Find every line in the listing below that contains the word "tree", and copy each of those lines in full.

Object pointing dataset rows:

· · · · ·

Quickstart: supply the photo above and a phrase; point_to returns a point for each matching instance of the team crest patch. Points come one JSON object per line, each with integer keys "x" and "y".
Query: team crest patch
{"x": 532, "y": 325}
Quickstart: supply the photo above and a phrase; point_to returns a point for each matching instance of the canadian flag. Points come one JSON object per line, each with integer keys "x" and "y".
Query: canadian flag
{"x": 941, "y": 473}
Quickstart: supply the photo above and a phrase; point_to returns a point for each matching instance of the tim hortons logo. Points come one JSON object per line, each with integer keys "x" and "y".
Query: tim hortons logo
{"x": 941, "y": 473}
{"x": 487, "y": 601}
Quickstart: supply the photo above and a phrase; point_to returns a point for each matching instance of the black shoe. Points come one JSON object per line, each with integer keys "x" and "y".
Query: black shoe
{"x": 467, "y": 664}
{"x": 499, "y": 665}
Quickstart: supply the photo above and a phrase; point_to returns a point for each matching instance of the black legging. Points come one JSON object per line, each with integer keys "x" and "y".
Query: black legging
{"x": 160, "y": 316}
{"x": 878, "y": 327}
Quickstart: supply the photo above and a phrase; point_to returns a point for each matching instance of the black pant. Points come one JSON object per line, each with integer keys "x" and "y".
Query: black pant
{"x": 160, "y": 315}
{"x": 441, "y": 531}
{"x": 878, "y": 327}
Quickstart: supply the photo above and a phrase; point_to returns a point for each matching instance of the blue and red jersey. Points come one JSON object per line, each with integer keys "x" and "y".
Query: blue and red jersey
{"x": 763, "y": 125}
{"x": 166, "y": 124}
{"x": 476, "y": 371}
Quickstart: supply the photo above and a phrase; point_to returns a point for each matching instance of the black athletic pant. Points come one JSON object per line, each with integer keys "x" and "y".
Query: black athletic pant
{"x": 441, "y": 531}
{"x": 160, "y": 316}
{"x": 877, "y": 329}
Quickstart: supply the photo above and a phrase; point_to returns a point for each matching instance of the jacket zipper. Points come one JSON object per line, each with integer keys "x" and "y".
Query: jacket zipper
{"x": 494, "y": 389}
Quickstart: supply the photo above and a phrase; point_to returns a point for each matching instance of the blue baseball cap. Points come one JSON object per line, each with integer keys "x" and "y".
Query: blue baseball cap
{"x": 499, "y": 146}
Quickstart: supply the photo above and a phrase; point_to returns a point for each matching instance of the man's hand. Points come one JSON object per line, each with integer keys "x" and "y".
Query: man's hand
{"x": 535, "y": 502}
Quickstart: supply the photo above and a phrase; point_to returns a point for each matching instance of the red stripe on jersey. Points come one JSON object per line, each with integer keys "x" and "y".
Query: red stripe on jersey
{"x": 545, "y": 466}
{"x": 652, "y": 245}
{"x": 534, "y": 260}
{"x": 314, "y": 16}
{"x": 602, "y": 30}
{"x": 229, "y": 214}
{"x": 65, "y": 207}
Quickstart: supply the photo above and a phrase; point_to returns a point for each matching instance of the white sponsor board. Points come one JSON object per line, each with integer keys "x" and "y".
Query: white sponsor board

· · · · ·

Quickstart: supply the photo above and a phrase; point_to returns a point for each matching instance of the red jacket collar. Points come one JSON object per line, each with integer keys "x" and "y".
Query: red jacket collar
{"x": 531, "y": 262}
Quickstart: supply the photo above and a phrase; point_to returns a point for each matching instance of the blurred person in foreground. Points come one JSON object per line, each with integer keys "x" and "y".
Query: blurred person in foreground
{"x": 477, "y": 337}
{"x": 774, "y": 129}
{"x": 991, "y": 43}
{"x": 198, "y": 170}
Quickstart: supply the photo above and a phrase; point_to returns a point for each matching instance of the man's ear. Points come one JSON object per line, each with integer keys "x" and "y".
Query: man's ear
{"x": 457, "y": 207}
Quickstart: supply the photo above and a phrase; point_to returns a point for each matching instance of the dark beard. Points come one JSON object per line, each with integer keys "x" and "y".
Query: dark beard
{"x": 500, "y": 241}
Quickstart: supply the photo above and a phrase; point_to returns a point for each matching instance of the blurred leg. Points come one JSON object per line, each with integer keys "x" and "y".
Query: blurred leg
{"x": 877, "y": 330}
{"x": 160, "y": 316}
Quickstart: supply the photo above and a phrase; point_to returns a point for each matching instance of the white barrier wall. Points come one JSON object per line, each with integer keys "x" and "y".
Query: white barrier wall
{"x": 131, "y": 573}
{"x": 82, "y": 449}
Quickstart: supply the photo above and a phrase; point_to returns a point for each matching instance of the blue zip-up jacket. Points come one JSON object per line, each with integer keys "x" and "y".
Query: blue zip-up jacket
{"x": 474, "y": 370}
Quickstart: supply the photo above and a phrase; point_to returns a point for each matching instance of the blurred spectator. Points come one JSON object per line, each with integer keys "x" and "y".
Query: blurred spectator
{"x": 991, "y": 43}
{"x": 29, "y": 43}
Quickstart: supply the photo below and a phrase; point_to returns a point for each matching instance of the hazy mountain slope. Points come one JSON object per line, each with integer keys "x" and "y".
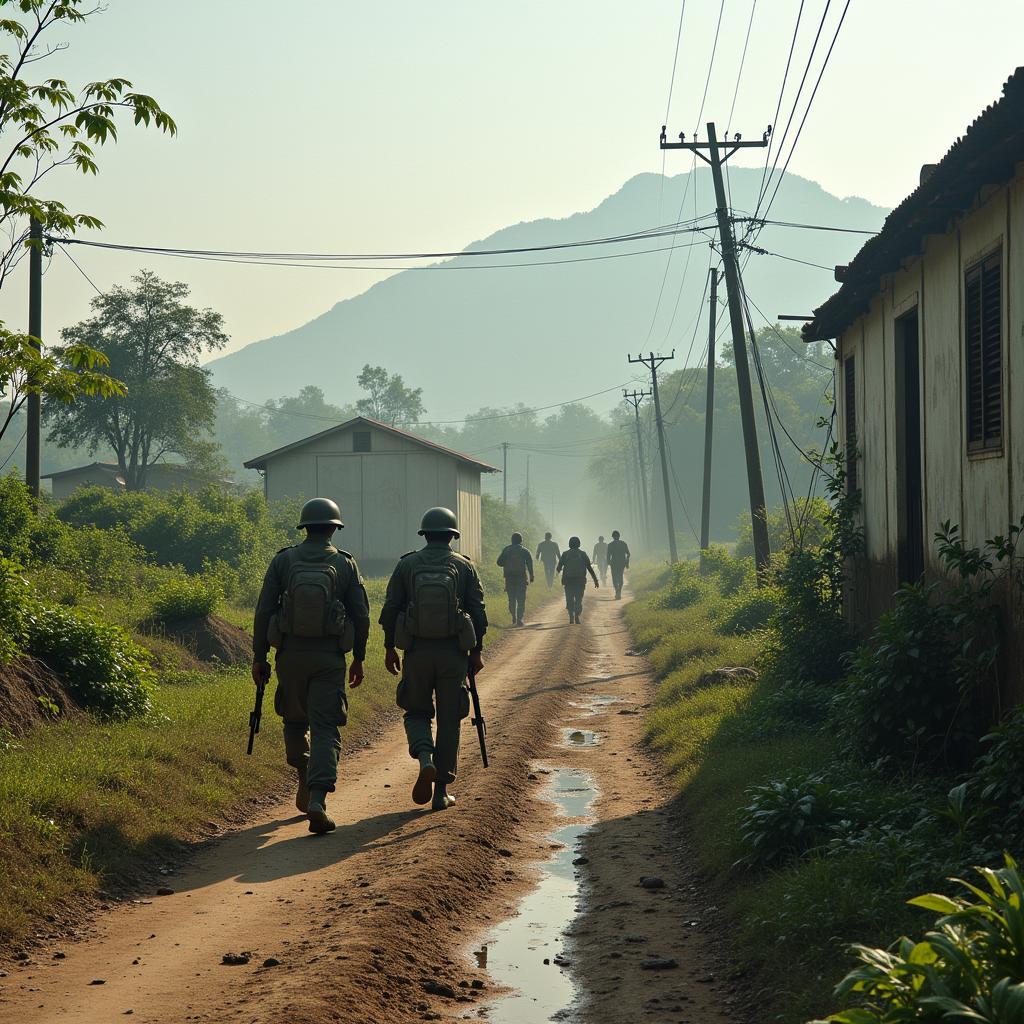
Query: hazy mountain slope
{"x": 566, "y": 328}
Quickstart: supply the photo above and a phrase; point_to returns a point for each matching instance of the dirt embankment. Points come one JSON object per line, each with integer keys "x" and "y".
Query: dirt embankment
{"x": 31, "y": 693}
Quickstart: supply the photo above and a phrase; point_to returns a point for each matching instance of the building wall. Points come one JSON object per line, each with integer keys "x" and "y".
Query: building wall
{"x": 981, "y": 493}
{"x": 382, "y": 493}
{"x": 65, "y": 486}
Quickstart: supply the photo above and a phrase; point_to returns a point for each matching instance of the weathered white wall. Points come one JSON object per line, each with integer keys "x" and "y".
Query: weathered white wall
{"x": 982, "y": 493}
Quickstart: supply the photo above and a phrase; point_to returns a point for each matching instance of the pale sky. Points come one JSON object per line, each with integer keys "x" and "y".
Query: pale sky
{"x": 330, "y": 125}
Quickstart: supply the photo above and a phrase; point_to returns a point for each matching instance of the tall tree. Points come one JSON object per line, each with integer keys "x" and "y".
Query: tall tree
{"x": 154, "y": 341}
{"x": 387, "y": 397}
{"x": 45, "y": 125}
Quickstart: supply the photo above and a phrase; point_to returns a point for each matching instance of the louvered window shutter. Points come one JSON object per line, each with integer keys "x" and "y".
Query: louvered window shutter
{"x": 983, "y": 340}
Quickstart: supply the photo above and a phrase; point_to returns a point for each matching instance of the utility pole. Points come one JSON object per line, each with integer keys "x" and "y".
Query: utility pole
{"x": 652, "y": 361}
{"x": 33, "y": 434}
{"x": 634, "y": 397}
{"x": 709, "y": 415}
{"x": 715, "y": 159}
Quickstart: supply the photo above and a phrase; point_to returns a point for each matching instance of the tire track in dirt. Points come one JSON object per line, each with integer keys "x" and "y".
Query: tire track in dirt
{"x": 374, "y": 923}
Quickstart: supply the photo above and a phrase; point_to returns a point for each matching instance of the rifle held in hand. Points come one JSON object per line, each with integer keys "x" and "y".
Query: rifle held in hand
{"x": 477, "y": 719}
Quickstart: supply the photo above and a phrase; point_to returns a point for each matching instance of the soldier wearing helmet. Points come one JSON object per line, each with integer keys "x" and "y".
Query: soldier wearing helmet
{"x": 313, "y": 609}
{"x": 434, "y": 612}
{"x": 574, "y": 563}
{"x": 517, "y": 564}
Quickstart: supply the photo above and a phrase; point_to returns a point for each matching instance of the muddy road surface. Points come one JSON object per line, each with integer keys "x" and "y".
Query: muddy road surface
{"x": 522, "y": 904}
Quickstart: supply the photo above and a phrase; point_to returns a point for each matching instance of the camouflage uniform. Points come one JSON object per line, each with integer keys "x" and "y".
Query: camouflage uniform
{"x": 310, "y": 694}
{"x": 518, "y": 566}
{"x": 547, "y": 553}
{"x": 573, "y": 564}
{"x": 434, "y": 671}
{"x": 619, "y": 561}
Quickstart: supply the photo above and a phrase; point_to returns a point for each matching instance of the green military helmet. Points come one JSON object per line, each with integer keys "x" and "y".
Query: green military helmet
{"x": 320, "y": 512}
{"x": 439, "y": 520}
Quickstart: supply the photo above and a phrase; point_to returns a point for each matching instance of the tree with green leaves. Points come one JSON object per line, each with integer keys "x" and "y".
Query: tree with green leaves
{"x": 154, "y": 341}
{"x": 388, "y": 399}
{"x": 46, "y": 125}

· · · · ·

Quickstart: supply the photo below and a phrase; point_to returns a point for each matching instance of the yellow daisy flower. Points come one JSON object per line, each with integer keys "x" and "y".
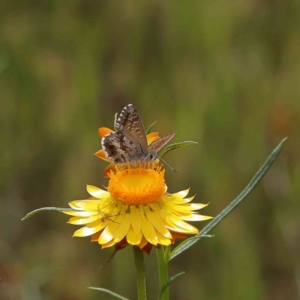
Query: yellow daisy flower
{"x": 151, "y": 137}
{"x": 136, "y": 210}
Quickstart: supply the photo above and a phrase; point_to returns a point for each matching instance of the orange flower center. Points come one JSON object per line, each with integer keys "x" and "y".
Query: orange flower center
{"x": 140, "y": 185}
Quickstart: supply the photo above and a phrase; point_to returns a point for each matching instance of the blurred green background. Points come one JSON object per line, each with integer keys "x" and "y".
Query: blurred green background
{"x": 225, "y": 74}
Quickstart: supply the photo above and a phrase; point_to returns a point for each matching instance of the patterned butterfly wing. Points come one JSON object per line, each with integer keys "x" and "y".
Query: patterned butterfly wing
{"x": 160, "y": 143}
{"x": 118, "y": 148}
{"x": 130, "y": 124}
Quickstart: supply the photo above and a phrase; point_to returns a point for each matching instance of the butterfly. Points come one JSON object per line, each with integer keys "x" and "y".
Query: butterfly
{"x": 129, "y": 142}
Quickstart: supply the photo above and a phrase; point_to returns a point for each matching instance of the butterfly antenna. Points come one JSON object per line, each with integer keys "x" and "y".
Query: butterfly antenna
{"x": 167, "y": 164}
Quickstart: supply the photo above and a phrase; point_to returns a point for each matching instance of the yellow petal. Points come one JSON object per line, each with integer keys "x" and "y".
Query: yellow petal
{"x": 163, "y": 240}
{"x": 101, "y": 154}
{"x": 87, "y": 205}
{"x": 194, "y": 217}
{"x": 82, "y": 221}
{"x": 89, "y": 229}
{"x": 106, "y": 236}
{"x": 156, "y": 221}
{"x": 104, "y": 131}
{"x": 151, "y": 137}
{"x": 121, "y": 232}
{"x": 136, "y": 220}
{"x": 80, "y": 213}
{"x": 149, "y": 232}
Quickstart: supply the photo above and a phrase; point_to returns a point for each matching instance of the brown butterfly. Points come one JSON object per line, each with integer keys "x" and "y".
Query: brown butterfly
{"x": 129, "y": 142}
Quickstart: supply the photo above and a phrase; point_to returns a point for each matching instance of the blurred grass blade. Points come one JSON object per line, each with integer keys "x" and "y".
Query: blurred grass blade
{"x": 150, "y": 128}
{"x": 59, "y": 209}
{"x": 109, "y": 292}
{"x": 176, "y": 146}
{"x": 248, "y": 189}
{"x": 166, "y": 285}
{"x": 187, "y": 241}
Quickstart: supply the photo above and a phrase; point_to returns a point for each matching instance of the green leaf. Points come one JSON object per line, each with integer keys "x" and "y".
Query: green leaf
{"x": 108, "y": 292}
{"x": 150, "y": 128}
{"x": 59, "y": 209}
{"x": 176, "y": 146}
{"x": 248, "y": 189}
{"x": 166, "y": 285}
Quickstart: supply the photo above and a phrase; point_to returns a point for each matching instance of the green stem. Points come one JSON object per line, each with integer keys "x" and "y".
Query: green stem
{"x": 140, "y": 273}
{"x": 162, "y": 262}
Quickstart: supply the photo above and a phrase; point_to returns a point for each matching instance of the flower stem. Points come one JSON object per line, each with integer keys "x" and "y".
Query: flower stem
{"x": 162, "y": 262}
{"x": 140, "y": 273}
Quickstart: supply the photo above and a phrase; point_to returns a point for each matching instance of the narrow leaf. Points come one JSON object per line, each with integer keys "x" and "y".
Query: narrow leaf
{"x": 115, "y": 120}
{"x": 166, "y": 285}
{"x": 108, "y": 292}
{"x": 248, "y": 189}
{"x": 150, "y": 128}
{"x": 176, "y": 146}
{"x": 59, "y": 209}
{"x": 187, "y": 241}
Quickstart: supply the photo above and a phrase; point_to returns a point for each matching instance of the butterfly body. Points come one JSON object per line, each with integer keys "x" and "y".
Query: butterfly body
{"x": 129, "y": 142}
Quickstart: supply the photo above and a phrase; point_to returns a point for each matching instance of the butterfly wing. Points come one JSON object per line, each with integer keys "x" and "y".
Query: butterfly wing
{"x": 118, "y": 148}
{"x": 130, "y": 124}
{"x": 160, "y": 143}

· · · · ·

*Reply*:
Quickstart: supply the photo above and a phrase; point_to returns a point for each matching instance of the tall tree. Points come one JSON object per line, each with integer keys "x" and "y".
Query: tall tree
Quickstart: supply the photo above and a phrase; point_to returns a point for each matching instance of the tree with green leaves. Points come one JSON object per line, each with integer keys "x" and "y".
Query: tree with green leaves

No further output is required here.